» **Excerpt provided**:

....

In 1927 he travelled to Vienna, where he was taken up by Dr Eugenie Schwarzwald. She found him a position in a portrait studio. It is likely that she also introduced him to the American poet Ezra Pound. Pound apparently gave Brandt an immensely valuable introduction to Man Ray.
Brandt assisted Man Ray in Paris for several months in 1930. Here he witnessed the heyday of Surrealist film and grasped the new poetic possibilities of photography.
Some early photographs are modelled on works by the French photographer Eugène Atget (1857-1927). Atget made a living selling his photographs, mainly of old Paris, to painters, designers and libraries.
In the 1920s he was taken up by Man Ray and other Surrealists as a major photographer in his own right. In the photograph Flea Market Brandt reworks a favourite Atget subject.
Other early Brandt photographs experiment with angular modernist styles and night photography.
He travelled in continental Europe with Eva Boros, whom he had met in the Vienna portrait studio. They married in Barcelona in 1932.
Night photography became one of Brandt's specialities and this may be his earliest experiment in the genre. Here he posed his first wife Eva Boros as a nightwalker in the red light district of Hamburg. Family and friends were to play many roles in his social documentary scenes.
The English at Home (1936)
'The extreme social contrast, during those years before the war, was, visually, very inspiring for me. I started by photographing in London, the West End, the suburbs, the slums.'
Brandt visited England during the late 1920s. In 1934 he and his wife settled in Belsize Park, north London. Brandt adopted Britain as his home and it became the subject of his greatest photographs.
Although he photographed on occasion for the News Chronicle and Weekly Illustrated, Brandt was not in demand as a photojournalist until the foundation of Lilliput (1937) and Picture Post (1938) by the great picture-editor Stefan Lorant.

....

» **Excerpted data**:
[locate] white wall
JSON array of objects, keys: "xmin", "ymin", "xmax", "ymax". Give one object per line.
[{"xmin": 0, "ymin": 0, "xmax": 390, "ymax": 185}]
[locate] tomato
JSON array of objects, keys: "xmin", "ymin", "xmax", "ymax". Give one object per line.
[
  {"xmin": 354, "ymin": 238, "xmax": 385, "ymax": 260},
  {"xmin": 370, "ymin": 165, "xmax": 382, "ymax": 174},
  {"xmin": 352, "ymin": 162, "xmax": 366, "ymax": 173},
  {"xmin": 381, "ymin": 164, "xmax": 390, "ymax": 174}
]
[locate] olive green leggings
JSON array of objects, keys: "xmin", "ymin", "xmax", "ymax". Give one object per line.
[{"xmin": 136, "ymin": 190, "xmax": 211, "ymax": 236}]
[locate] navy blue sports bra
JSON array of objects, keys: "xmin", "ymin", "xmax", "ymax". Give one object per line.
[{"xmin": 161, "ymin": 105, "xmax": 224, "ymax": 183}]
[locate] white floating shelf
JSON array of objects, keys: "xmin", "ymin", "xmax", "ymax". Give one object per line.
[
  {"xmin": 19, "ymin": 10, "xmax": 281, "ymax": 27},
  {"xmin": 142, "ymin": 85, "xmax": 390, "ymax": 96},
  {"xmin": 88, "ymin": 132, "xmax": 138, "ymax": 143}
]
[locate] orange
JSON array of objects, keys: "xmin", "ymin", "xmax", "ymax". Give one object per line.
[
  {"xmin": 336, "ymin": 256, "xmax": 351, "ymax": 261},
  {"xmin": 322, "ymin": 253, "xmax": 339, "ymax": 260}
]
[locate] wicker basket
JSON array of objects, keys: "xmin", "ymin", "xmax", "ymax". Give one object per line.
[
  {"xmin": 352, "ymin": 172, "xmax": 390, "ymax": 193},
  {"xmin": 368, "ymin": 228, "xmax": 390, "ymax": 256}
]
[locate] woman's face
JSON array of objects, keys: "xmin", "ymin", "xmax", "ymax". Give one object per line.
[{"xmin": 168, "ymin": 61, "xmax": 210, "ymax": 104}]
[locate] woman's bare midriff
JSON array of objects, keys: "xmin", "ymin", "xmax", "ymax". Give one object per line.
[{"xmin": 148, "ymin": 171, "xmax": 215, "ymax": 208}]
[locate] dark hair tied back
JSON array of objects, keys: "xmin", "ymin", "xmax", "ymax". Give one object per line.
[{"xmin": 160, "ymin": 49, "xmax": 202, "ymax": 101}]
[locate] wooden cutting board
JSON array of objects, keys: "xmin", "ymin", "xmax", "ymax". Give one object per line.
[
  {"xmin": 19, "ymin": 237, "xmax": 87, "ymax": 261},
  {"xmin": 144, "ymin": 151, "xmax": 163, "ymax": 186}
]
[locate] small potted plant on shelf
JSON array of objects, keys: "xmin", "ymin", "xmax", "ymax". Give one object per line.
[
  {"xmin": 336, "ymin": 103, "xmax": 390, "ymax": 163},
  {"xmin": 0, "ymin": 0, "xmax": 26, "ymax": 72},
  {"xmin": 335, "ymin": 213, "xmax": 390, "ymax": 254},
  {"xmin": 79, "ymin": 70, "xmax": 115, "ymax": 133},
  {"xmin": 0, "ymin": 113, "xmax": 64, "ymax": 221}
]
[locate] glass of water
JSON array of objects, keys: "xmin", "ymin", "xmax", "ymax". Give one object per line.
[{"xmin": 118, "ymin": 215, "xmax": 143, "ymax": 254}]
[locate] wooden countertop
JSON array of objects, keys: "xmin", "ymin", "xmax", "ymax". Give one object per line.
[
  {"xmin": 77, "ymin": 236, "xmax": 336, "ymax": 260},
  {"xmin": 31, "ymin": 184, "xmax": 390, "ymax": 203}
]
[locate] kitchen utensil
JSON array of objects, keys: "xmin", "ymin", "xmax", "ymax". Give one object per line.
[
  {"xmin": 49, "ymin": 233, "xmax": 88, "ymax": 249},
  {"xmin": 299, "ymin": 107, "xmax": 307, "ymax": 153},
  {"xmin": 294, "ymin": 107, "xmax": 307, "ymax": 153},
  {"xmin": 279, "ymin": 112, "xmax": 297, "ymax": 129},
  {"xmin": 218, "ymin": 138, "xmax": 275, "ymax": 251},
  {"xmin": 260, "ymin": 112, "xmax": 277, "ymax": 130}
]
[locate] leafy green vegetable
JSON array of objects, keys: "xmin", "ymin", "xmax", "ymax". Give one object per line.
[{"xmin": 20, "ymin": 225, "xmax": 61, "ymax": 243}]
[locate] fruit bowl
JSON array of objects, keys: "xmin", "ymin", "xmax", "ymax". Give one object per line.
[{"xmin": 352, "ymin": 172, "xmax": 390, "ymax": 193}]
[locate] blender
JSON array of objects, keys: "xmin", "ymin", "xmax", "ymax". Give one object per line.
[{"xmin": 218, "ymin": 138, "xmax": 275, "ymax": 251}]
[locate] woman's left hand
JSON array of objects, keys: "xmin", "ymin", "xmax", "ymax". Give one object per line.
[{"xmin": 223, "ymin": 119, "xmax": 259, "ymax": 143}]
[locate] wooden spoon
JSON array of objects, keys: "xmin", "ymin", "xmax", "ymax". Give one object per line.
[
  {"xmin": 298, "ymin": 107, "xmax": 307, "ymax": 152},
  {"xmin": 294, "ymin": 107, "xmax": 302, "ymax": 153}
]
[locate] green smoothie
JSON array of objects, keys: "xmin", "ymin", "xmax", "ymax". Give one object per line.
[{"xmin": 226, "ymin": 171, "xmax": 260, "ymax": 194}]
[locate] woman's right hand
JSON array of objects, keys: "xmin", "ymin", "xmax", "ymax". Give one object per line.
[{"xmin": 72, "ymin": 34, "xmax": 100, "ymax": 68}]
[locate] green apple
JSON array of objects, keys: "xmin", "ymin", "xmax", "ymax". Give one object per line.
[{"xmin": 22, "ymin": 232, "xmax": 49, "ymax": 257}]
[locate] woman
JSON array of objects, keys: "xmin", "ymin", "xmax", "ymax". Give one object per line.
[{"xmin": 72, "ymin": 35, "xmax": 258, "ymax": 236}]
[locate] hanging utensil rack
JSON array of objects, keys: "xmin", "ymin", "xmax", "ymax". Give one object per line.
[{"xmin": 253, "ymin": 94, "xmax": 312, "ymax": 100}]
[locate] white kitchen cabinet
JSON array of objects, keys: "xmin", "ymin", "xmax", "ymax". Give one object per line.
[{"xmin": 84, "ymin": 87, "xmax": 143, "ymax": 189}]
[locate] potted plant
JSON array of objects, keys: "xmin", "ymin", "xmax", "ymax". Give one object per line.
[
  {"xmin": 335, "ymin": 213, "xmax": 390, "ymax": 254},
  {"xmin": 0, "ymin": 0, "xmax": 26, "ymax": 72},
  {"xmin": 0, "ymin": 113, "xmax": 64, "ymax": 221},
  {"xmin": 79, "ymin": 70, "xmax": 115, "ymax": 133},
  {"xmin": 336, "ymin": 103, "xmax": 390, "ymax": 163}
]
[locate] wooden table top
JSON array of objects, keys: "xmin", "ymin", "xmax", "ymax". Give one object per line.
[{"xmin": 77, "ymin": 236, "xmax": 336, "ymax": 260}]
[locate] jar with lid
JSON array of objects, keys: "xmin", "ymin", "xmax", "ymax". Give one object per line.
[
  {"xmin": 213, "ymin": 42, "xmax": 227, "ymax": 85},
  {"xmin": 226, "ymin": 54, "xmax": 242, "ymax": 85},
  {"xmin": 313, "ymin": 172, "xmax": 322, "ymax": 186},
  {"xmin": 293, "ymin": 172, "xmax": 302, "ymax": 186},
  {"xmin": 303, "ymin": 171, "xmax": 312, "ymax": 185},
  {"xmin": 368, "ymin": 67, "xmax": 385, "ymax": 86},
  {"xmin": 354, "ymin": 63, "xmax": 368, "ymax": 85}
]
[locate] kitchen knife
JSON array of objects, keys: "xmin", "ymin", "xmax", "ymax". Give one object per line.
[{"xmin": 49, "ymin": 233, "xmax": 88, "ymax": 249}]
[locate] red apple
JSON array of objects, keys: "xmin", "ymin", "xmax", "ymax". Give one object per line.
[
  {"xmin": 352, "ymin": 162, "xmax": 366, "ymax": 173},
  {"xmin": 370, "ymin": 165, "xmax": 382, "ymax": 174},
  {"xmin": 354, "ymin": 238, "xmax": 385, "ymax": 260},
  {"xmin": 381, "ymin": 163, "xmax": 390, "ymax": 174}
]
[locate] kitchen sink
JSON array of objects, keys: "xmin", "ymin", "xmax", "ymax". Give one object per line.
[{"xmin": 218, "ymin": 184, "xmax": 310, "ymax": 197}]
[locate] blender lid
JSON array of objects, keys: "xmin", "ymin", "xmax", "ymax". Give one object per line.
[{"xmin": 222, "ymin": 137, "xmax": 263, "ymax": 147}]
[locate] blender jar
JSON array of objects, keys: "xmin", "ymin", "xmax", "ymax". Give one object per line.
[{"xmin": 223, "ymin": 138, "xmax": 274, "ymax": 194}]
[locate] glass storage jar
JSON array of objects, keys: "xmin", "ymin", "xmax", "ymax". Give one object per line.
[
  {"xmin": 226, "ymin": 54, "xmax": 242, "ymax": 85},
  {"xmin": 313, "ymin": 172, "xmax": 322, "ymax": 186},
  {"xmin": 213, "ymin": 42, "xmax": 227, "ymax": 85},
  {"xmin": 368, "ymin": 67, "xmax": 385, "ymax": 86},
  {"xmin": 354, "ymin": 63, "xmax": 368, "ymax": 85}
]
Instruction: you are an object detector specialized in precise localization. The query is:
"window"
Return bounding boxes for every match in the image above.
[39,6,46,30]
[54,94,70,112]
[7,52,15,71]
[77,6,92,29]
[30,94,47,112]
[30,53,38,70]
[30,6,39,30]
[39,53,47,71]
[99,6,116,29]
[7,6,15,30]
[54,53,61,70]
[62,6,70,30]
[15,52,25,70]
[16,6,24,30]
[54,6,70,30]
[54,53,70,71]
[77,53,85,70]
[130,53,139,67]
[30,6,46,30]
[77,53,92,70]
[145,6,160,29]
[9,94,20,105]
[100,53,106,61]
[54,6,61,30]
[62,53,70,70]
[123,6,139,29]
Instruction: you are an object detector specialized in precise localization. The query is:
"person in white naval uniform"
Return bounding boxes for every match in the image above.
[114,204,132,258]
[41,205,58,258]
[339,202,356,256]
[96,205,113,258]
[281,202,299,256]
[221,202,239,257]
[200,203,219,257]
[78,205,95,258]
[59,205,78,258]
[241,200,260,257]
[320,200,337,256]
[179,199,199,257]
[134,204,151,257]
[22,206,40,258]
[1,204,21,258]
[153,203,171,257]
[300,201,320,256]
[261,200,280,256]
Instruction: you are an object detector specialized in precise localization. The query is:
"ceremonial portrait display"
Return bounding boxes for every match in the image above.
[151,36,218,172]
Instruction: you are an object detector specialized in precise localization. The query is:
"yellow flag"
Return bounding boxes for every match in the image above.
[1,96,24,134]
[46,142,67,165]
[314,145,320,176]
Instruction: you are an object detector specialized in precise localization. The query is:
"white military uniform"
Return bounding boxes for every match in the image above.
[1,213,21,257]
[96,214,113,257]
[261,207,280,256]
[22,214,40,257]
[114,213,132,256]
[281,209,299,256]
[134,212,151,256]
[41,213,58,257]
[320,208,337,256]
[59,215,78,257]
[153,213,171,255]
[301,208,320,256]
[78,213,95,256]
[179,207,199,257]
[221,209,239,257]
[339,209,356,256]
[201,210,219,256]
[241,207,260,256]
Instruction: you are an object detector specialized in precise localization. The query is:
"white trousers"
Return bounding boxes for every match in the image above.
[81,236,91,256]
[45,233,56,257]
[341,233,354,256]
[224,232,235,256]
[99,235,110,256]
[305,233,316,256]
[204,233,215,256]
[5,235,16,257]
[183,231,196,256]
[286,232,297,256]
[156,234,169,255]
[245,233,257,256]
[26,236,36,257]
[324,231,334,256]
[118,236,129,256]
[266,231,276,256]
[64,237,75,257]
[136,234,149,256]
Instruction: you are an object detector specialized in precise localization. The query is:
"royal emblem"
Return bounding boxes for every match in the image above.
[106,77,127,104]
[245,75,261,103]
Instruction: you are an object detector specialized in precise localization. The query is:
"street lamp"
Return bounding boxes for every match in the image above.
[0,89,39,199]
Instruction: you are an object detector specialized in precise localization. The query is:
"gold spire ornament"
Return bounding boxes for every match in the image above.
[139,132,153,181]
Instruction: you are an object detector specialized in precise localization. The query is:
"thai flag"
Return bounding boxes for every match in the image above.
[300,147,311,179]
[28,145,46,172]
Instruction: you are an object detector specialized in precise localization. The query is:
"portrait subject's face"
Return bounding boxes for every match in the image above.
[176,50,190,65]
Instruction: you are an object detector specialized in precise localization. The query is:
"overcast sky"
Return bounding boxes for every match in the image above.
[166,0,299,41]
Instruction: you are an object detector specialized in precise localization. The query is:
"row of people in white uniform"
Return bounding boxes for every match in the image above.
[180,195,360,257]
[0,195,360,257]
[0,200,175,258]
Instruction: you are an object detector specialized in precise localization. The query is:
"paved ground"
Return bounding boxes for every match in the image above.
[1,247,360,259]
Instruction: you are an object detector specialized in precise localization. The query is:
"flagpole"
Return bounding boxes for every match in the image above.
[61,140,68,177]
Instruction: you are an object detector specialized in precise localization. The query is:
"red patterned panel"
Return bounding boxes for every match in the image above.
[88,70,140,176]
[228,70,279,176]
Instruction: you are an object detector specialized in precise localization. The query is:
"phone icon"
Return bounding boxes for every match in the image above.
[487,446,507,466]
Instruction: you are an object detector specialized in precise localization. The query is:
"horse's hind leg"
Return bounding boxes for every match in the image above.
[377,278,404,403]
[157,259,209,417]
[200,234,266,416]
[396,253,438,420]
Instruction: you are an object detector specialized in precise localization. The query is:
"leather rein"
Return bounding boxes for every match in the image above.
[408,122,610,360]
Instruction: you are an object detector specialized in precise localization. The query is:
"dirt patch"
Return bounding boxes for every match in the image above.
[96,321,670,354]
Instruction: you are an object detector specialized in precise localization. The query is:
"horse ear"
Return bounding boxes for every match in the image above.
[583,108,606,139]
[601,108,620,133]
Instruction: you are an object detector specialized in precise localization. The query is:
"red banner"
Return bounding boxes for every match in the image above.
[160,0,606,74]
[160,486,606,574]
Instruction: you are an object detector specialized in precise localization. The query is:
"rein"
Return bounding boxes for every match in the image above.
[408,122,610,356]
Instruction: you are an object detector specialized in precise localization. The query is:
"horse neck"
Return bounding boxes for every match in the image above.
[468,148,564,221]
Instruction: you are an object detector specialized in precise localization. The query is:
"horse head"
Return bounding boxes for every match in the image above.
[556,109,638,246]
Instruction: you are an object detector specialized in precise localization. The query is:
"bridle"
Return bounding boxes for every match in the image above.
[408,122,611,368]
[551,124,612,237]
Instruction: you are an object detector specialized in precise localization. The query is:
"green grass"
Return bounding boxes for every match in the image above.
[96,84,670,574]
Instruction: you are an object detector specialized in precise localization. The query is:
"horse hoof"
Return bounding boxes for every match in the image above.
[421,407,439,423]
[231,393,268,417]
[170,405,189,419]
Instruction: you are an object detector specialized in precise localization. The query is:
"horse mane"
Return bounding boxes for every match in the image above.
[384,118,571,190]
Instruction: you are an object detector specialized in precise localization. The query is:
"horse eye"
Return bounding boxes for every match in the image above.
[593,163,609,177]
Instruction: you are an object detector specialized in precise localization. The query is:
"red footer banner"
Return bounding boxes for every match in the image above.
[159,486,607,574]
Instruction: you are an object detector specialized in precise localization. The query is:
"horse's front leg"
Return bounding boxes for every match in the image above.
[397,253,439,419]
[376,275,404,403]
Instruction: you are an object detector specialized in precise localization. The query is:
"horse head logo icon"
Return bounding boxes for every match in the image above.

....

» **Exercise set**:
(1) In the excerpt on Brandt's early career, in which city did he marry Eva Boros?
(2) Write the next part of the excerpt on Brandt's photographic career, starting after its final sentence.

» **Response list**:
(1) Barcelona, in 1932.

(2)
The majority of Brandt's earliest English photographs were first published in Brandt’s The English at Home (1936).
The young photographer used his family contacts - for example, his banker uncles - to gain access to a variety of subjects. The book contained a number of pointed social contrasts, such as the high life presented on the front cover and a poor family shown on the back cover.
Raymond Mortimer's introduction to the book praised Brandt for the freshness of his observation and the acuteness with which he saw and photographed such contrasts.
The photograph Parlourmaid and Under-parlourmaid Ready to Serve Dinner was taken in the house of one of Brandt’s banker uncles. Brandt's photo-essay The Perfect Parlourmaid appeared in Picture Post in1938.
The photograph was first published, opposite a Matisse painting of a dinner table, in Verve magazine in 1938.
'This is Bill Brandt striking home in every sense', remarked Walker Evans.
A variation of this scene, in which the parlourmaid (whose name was Pratt), wears a light coloured tunic, was published in Picture Post in 1938. The photograph shows that she was testing the temperature with a thermometer.
A Night in London (1938)
'I photographed pubs, common lodging houses at night, theatres, Turkish baths, prisons and people in their bedrooms. London has changed so much that some of these pictures now have a period charm almost of another century.'
Brandt's second book, A Night in London, was published in London and Paris in 1938. It was based on Paris de Nuit (1936) by Brassaï, whom Brandt greatly admired.
The book tells the story of a London night, moving between different social classes and making use – as with The English at Home – of Brandt's family and friends.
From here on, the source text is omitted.